#### Required work:
[1] Echo the part of the food crisis excerpt between "Countries of concern" and "Türkiye (Syrian refugees)", inclusive.
[2] Which countries does the food crisis excerpt list as left out because data were not available? Name all of them.
[3] Using the food crisis excerpt, mark each statement yes or no and quote the words that settle it: (a) As of March 2023, projections were available for all 58 countries/territories. (b) Nepal is among the countries whose evidence did not meet GRFC requirements. (c) The clashes in the Sudan led to a suspension of humanitarian assistance there.

#### Excerpt provided:
== Segment start ==
Countries of concern

Despite having been identified by the international community as having populations of concern through UN coordinated appeals or response plans in 2022, and therefore likely to have populations facing high acute food insecurity, some countries have not been included in the GRFC 2023.  This is either because data were not available or they did not meet the requirements of the GRFC for inclusion.

Data not available
Bolivarian Republic of Venezuela, Cuba, Democratic Republic of Korea, Eritrea 
Evidence did not meet GRFC requirements 
Colombia, Ecuador, Egypt (Syrian refugees), Islamic Republic of Iran (Afghan refugees), Lao People's Democratic Republic, Nepal, Papua New Guinea, Peru (refugees and migrants), Philippines, Rwanda (refugees), Tajikistan, Tonga, Türkiye (Syrian refugees)

Projections 2023

According to projections available for 38 of the 58 countries/territories as of March 2023, up to 153 million people or 18 percent of the analysed population will be in IPC/CH Phase 3 or above or equivalent in 2023. However, the acute food insecurity situation in these food-crisis countries is likely to be further affected by a number of shocks that occurred recently and were not factored into the current available estimates.

CONFLICT / INSECURITY

Conflict will continue to drive displacement and lead millions of people to face high levels of acute food insecurity in many countries including the Central African Republic, the Democratic Republic of Congo, Myanmar, Somalia, South Sudan, and Ukraine as well as the Central Sahel and Lake Chad Basin areas. Even in areas where active fighting has abated – Afghanistan, Ethiopia, the Syrian Arab Republic and Yemen – the impacts of conflict will persist throughout 2023. In the Sudan, the onset of clashes between the Sudanese Armed Forces and paramilitary forces in mid-April is extremely concerning and likely to trigger a deterioration in acute food insecurity, notably as it prompted a suspension of humanitarian assistance in the country.
== Segment end ==
#### Dataset content:
== Segment start ==
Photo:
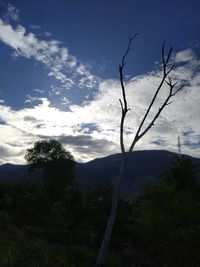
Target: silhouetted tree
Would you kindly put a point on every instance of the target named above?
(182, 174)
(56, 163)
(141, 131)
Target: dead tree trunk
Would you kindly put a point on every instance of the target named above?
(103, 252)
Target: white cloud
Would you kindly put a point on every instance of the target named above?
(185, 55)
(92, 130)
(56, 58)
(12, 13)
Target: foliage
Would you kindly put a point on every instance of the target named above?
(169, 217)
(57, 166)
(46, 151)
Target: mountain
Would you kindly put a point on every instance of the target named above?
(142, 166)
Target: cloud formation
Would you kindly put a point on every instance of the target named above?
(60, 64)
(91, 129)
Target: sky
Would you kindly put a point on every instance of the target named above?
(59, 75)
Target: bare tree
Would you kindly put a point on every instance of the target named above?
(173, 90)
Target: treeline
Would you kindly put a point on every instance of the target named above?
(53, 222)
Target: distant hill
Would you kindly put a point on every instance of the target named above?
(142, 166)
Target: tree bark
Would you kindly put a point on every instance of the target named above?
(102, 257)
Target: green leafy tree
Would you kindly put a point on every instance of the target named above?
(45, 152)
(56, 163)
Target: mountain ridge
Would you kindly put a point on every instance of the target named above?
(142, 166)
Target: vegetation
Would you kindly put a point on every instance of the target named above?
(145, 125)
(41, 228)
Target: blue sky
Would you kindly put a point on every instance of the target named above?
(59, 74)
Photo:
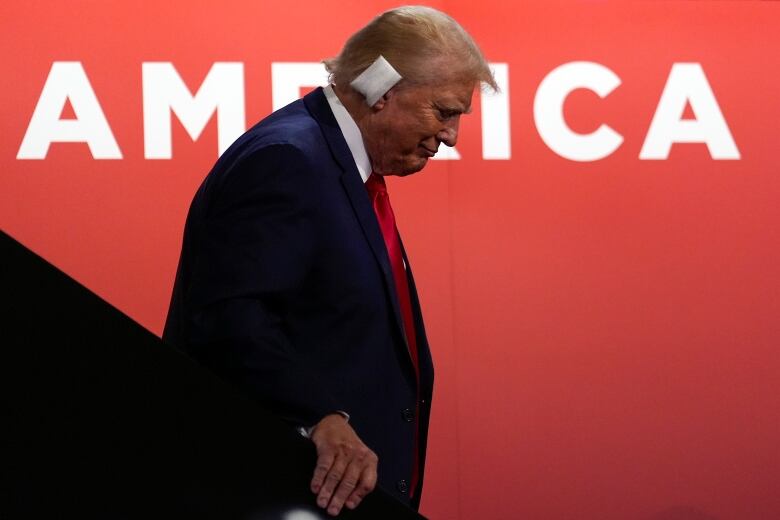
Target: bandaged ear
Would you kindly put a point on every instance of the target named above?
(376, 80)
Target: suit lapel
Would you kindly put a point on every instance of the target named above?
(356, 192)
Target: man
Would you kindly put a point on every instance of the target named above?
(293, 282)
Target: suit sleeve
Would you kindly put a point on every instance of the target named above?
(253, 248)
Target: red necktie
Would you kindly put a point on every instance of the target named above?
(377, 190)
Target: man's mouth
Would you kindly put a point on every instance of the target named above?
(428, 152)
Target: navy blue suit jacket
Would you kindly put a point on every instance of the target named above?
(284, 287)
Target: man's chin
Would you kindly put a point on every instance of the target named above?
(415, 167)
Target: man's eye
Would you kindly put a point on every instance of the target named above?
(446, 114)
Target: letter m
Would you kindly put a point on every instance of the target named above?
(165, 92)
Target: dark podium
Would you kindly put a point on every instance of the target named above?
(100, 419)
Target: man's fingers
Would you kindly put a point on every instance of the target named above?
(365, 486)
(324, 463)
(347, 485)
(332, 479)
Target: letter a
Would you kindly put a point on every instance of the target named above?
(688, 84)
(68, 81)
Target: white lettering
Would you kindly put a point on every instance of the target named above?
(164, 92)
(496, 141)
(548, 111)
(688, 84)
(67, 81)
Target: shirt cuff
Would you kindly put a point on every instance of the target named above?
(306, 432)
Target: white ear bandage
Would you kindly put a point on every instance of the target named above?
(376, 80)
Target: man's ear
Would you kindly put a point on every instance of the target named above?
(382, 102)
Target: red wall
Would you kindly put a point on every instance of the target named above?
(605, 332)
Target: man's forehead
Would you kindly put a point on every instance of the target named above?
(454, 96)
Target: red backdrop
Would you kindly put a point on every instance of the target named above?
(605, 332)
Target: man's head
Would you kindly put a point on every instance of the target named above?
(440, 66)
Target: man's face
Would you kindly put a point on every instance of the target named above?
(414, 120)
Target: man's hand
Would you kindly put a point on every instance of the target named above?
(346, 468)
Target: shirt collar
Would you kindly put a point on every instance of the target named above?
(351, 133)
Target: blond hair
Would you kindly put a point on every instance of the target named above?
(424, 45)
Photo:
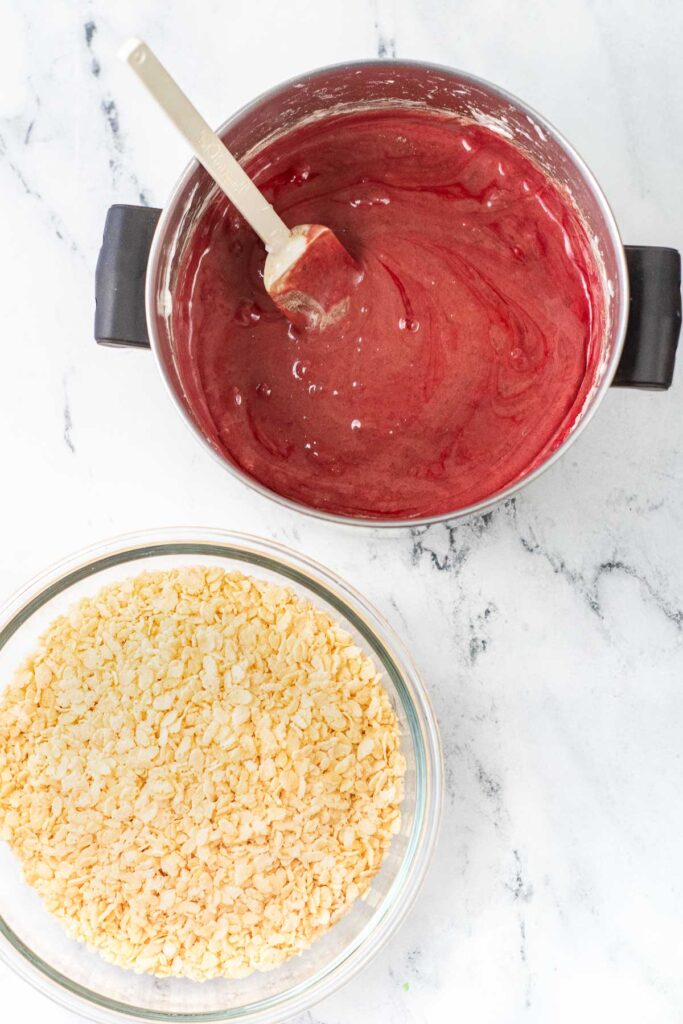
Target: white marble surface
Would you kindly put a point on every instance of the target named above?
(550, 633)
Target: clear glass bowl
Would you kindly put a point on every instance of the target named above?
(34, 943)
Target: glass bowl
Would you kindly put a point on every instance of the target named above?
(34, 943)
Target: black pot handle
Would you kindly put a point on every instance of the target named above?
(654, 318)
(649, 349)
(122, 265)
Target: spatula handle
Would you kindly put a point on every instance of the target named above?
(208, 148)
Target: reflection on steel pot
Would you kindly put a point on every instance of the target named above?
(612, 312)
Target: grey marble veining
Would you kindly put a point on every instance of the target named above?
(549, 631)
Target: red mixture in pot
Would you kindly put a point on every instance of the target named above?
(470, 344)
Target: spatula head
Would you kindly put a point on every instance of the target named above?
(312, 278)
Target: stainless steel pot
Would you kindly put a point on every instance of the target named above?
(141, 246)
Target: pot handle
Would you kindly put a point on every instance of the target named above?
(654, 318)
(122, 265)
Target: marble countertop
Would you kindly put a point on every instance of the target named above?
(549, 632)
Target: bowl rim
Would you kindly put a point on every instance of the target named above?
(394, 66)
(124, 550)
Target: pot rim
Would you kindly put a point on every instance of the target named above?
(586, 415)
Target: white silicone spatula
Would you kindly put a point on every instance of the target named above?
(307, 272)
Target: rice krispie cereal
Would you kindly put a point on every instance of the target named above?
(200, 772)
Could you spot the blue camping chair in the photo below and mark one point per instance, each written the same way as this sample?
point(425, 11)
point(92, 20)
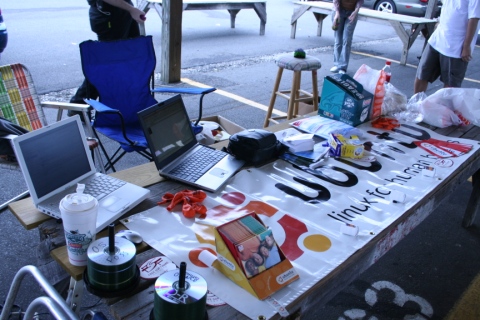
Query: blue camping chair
== Segment end ==
#### Solutions below:
[1]
Countries of concern

Despite having been identified by the international community as having populations of concern through UN coordinated appeals or response plans in 2022, and therefore likely to have populations facing high acute food insecurity, some countries have not been included in the GRFC 2023.  This is either because data were not available or they did not meet the requirements of the GRFC for inclusion.

Data not available
Bolivarian Republic of Venezuela, Cuba, Democratic Republic of Korea, Eritrea 
Evidence did not meet GRFC requirements 
Colombia, Ecuador, Egypt (Syrian refugees), Islamic Republic of Iran (Afghan refugees), Lao People's Democratic Republic, Nepal, Papua New Guinea, Peru (refugees and migrants), Philippines, Rwanda (refugees), Tajikistan, Tonga, Türkiye (Syrian refugees)

[2] Bolivarian Republic of Venezuela, Cuba, Democratic Republic of Korea, Eritrea

[3]
(a) No: "projections available for 38 of the 58 countries/territories as of March 2023"
(b) Yes: "Evidence did not meet GRFC requirements" lists "Nepal"
(c) Yes: "it prompted a suspension of humanitarian assistance in the country"